Dataset records about object locations
++++++

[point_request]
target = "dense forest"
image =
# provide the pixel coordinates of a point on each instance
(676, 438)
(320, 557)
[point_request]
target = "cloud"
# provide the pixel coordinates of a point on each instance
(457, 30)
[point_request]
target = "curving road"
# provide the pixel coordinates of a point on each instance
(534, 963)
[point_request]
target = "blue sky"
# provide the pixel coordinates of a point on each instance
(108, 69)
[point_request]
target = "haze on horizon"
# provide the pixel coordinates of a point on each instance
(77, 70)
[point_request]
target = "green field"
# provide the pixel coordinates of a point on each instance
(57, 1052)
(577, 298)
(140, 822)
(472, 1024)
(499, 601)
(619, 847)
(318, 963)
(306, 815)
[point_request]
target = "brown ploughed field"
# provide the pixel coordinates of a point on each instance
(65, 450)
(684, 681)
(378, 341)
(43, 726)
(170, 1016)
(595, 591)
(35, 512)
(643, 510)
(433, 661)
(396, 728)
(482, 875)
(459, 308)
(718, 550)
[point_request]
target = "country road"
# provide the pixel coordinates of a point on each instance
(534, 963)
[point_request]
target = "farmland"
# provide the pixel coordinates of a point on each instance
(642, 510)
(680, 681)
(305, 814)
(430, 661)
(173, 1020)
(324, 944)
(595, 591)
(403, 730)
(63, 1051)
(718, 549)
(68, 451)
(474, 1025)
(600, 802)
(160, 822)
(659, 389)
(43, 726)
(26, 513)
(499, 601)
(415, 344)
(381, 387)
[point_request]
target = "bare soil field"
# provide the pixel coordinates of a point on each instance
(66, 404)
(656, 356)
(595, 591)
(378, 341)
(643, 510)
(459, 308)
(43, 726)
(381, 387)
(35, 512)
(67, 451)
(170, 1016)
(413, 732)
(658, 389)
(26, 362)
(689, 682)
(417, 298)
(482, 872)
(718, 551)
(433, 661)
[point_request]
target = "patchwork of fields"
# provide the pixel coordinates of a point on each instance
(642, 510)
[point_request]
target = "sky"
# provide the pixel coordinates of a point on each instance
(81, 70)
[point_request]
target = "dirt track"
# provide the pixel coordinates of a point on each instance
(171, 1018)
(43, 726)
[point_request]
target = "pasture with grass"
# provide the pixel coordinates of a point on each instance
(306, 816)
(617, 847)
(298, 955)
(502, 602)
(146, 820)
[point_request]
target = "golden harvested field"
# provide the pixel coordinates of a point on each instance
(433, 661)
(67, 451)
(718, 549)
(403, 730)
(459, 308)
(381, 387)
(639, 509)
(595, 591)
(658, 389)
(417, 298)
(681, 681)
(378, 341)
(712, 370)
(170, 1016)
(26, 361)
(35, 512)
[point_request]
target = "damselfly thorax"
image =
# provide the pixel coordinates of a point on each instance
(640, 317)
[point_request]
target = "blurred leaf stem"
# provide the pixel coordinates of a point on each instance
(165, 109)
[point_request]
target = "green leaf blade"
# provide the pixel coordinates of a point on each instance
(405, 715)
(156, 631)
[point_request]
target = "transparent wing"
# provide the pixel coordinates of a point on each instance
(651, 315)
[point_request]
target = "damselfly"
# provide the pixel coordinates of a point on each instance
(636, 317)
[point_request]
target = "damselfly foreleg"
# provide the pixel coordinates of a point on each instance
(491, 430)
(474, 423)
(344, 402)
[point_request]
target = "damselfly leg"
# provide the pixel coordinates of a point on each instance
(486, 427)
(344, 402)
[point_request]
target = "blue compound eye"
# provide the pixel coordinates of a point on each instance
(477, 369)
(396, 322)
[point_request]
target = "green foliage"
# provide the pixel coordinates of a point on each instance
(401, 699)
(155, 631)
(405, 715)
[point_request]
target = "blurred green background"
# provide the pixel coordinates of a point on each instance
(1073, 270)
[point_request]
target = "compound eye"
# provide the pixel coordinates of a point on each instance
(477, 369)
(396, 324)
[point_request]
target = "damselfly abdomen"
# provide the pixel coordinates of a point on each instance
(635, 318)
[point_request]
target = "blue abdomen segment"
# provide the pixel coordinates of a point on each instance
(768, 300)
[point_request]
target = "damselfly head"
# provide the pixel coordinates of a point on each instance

++++++

* [Exercise brief] Return the entries in full, keeping every line exactly as it is.

* [Written reply]
[point_request]
target = "dense forest"
image =
# provide the pixel coordinates of a point on each instance
(676, 438)
(320, 557)
[point_request]
target = "cloud"
# provide the pixel coordinates of a point on each instance
(457, 30)
[point_request]
target = "curving road"
# provide the pixel coordinates of a point on each instance
(534, 963)
[point_request]
target = "blue sky"
# provide the pixel coordinates of a point on each instance
(108, 69)
[point_request]
target = "haze on horizon"
# provide the pixel coordinates of a point on each instance
(77, 70)
[point_request]
target = "green field"
# provide the pixel coordinates of a point on each instance
(57, 1052)
(577, 298)
(140, 822)
(472, 1024)
(499, 601)
(619, 847)
(318, 963)
(306, 815)
[point_request]
target = "brown ploughed field"
# provide the pixel coordinates of a point on each instance
(65, 450)
(684, 681)
(378, 341)
(43, 726)
(170, 1016)
(595, 591)
(35, 512)
(643, 510)
(433, 661)
(396, 728)
(482, 875)
(459, 308)
(718, 550)
[point_request]
target = "country road"
# provide the pixel coordinates of a point on each instance
(534, 963)
[point_request]
target = "farmland"
# provide the pixel coordinates of a point on each instance
(642, 510)
(680, 681)
(305, 814)
(430, 661)
(173, 1020)
(324, 944)
(595, 591)
(403, 730)
(63, 1051)
(718, 549)
(68, 451)
(474, 1025)
(600, 802)
(160, 822)
(659, 389)
(43, 726)
(26, 513)
(499, 601)
(415, 344)
(381, 387)
[point_request]
target = "bare soil field"
# provide the pixel coordinates of a point on each instance
(66, 404)
(656, 356)
(595, 591)
(378, 341)
(643, 510)
(459, 308)
(43, 726)
(381, 387)
(35, 512)
(67, 451)
(170, 1016)
(413, 732)
(658, 389)
(26, 362)
(689, 682)
(417, 298)
(482, 872)
(718, 551)
(433, 661)
[point_request]
target = "patchwork of fields"
# provide the pixel coordinates of a point on each instance
(642, 510)
[point_request]
target = "sky"
# provide the pixel coordinates of a point on each instance
(81, 70)
[point_request]
target = "dirt track"
# provide the pixel coordinates of a point on each instance
(171, 1018)
(43, 726)
[point_request]
target = "pasture with grass"
# provide the pixel coordinates of a point on each instance
(306, 816)
(617, 847)
(298, 955)
(502, 602)
(146, 820)
[point_request]
target = "golden harvested field"
# provide the pixel coordinates of a point on each instance
(433, 661)
(67, 451)
(718, 549)
(403, 730)
(459, 308)
(381, 387)
(639, 509)
(595, 591)
(658, 389)
(417, 298)
(681, 681)
(378, 341)
(712, 370)
(170, 1016)
(26, 361)
(35, 512)
[point_request]
target = "damselfly thorax"
image =
# provide the pixel coordinates of a point on each instance
(640, 317)
[point_request]
target = "blurred leaf stem"
# provide the pixel coordinates of a point on each instance
(165, 109)
[point_request]
target = "green leaf blade"
# provide the pixel coordinates of a point on each instance
(405, 715)
(156, 631)
[point_request]
target = "transparent wing"
# provide the pixel coordinates of a point on each instance
(651, 315)
[point_request]
target = "damselfly"
# provide the pixel coordinates of a point on each instance
(636, 317)
[point_request]
target = "damselfly foreleg"
# provide the pixel coordinates of a point on each instance
(491, 430)
(474, 423)
(344, 402)
[point_request]
target = "damselfly leg"
# provide the pixel coordinates of a point on each instance
(486, 427)
(344, 402)
[point_request]
target = "blue compound eye"
# provide the pixel coordinates of a point on each instance
(477, 369)
(396, 322)
[point_request]
target = "green foliage"
# provide the pixel coordinates of a point on each instance
(401, 699)
(155, 631)
(405, 715)
[point_request]
target = "blurred green background"
# provide the pixel coordinates of a point on each instance
(1073, 270)
[point_request]
target = "compound eye"
# provide the pixel coordinates of a point on each instance
(477, 369)
(396, 324)
[point_request]
target = "damselfly abdomen"
# provide the pixel coordinates of a point on each instance
(635, 318)
[point_request]
target = "blue abdomen segment"
# provide the pixel coordinates of a point on each instance
(768, 300)
[point_request]
target = "damselfly head"
# provide the pixel coordinates of a point on each instance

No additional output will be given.